◆ Brief
Render the items below as a JSON list of strings, one string per line, with blank lines omitted.

--- Begin Extracted entries ---

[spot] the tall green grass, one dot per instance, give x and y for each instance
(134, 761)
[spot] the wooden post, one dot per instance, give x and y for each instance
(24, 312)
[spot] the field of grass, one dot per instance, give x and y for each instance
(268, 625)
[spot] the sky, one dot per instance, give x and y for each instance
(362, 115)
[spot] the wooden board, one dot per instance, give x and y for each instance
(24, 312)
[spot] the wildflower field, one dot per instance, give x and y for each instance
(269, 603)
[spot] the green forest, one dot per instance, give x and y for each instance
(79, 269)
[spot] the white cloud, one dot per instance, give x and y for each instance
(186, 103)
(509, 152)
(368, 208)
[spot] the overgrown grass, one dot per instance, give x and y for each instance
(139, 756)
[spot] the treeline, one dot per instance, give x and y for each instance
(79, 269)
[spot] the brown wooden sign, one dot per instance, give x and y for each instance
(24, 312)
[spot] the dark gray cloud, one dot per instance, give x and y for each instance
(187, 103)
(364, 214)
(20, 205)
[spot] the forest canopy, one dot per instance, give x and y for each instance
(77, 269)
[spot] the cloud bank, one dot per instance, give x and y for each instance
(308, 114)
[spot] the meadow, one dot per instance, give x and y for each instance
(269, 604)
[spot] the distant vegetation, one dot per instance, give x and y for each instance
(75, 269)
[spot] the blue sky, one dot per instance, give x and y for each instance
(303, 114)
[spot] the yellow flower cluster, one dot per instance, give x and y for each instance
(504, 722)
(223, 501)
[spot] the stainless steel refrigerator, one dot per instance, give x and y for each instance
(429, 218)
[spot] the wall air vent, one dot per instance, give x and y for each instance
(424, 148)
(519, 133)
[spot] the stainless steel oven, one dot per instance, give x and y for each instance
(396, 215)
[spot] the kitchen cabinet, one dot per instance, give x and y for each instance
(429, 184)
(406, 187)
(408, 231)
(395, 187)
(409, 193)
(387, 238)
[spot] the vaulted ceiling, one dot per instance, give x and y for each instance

--- End Extracted entries ---

◆ Result for this task
[
  "[spot] the tall green grass, one dot per instance, give x and y for each instance",
  "(134, 761)",
  "[spot] the wooden post, one dot per instance, give x and y for each instance",
  "(24, 312)",
  "[spot] the field of grass, one dot per instance, give x and y for each instance",
  "(268, 625)",
  "[spot] the sky, one dot per instance, give x and y for each instance",
  "(362, 115)",
  "[spot] the wooden board, one dot per instance, give x and y for each instance",
  "(24, 312)",
  "[spot] the wildflower field, one dot per instance, give x and y for each instance",
  "(269, 603)",
  "[spot] the green forest, one dot per instance, give x and y for each instance",
  "(79, 269)",
  "[spot] the white cloud, one dot per instance, give x and y for each instance",
  "(186, 103)",
  "(509, 152)",
  "(368, 208)",
  "[spot] the overgrown grass, one dot per instance, give x and y for each instance",
  "(139, 756)",
  "[spot] the treeline, one dot per instance, give x and y for each instance",
  "(79, 269)",
  "[spot] the brown wooden sign, one dot per instance, give x and y for each instance",
  "(24, 312)",
  "[spot] the dark gray cloud, one dot per instance, give x and y for each instance",
  "(187, 103)",
  "(364, 214)",
  "(20, 205)",
  "[spot] the forest canopy, one dot per instance, give x and y for each instance",
  "(77, 269)",
  "[spot] the cloud bank, one dot per instance, give x and y for each instance",
  "(308, 114)",
  "[spot] the meadow, one dot per instance, give x and y for each instance",
  "(269, 604)",
  "[spot] the distant vegetation, one dot per instance, give x and y for each instance",
  "(75, 269)",
  "[spot] the blue sky, one dot per instance, give x and y for each instance",
  "(303, 114)",
  "[spot] the yellow flower cluster, one dot per instance, give x and y for each instance",
  "(504, 722)",
  "(223, 501)",
  "[spot] the stainless steel refrigerator, one dot per instance, give x and y for each instance",
  "(429, 218)",
  "[spot] the wall air vent, one dot per instance, give x and y for each instance",
  "(424, 148)",
  "(519, 133)",
  "[spot] the stainless steel oven, one dot per instance, give x and y for each instance",
  "(396, 215)",
  "[spot] the kitchen cabinet, one dot per instance, give x and y for each instance",
  "(429, 184)",
  "(406, 187)",
  "(408, 231)",
  "(395, 187)",
  "(409, 193)",
  "(387, 238)",
  "[spot] the vaulted ceiling, one dot per instance, give x and y for each instance"
]